▶ Text for analysis:
Quantum autoencoder architectures suffer from design complexity and susceptibility to local optima. Method: This paper proposes a genetic-algorithm-based neural architecture search (NAS) framework that jointly optimizes quantum circuit topology, gate types, layer ordering, and variational parameters. It employs a classical-quantum hybrid training paradigm to perform end-to-end search over variational quantum circuits for high-performance autoencoders. Contribution/Results: Experiments on image datasets demonstrate that the automatically discovered lightweight quantum circuits achieve efficient high-dimensional data compression and high-fidelity reconstruction. The resulting models exhibit enhanced generalization capability and improved compatibility with noisy intermediate-scale quantum (NISQ) devices. Crucially, they enable robust feature extraction under realistic hardware noise, validating both feasibility and practical utility for near-term quantum machine learning applications.

▶ Supplied material:
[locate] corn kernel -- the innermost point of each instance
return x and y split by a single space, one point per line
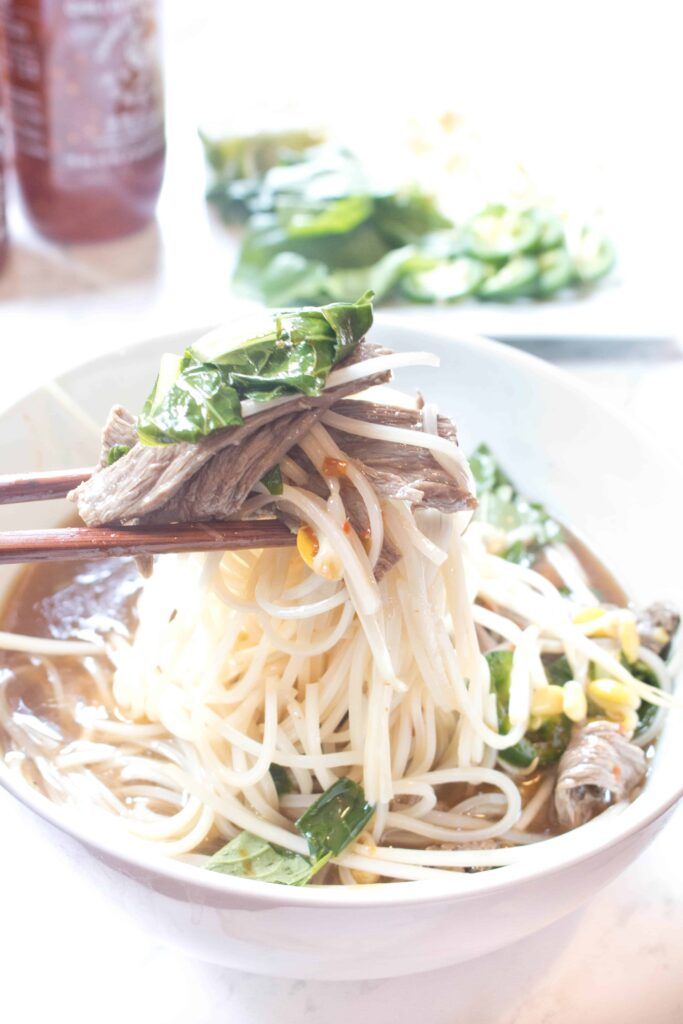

▶ Tasks:
- 1) From the text on quantum autoencoders, list every aspect of the circuit that the proposed framework optimizes jointly.
- 2) Answer the following questions about the text on quantum autoencoders:
(a) What two weaknesses of quantum autoencoder architectures does it identify?
(b) What training paradigm does the framework use?
(c) On what kind of datasets were the experiments run?
- 3) Proceed with the text on quantum autoencoders, continuing it from its final sentence.

▶ Outputs for the tasks:
- 1)
- quantum circuit topology
- gate types
- layer ordering
- variational parameters

- 2)
(a) Design complexity and susceptibility to local optima.
(b) A classical-quantum hybrid training paradigm.
(c) Image datasets.

- 3)
In recent years, machine learning and deep learning have driven advances in domains such as image classification, speech recognition, and anomaly detection by leveraging multi-layer neural networks to model complex data. Simultaneously, quantum computing (QC) promises to address classically intractable problems via quantum parallelism, motivating research in quantum machine learning (QML). Among QML techniques, quantum autoencoders show promise for compressing high-dimensional quantum and classical data. However, designing effective quantum circuit architectures for quantum autoencoders remains challenging due to the complexity of selecting gates, arranging circuit layers, and tuning parameters. This paper proposes a neural architecture search (NAS) framework that automates the design of quantum autoencoders using a genetic algorithm (GA). By systematically evolving variational quantum circuit (VQC) configurations, our method seeks to identify high-performing hybrid quantum-classical autoencoders for data reconstruction without becoming trapped in local minima. We demonstrate effectiveness on image datasets, highlighting the potential of quantum autoencoders for efficient feature extraction within a noise-prone, near-term quantum era. Our approach lays a foundation for broader application of genetic algorithms to quantum architecture search, aiming for a robust, automated method that can adapt to varied data and hardware constraints.